Stored items from a collection
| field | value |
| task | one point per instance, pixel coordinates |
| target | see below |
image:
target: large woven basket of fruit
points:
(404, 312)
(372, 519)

- _About this exercise_
Every record is to be repeated exactly as it stands above.

- _Answer area_
| field | value |
| task | one point per instance, pixel coordinates |
| target | see below |
image:
target: large woven basket of fruit
points:
(404, 312)
(372, 519)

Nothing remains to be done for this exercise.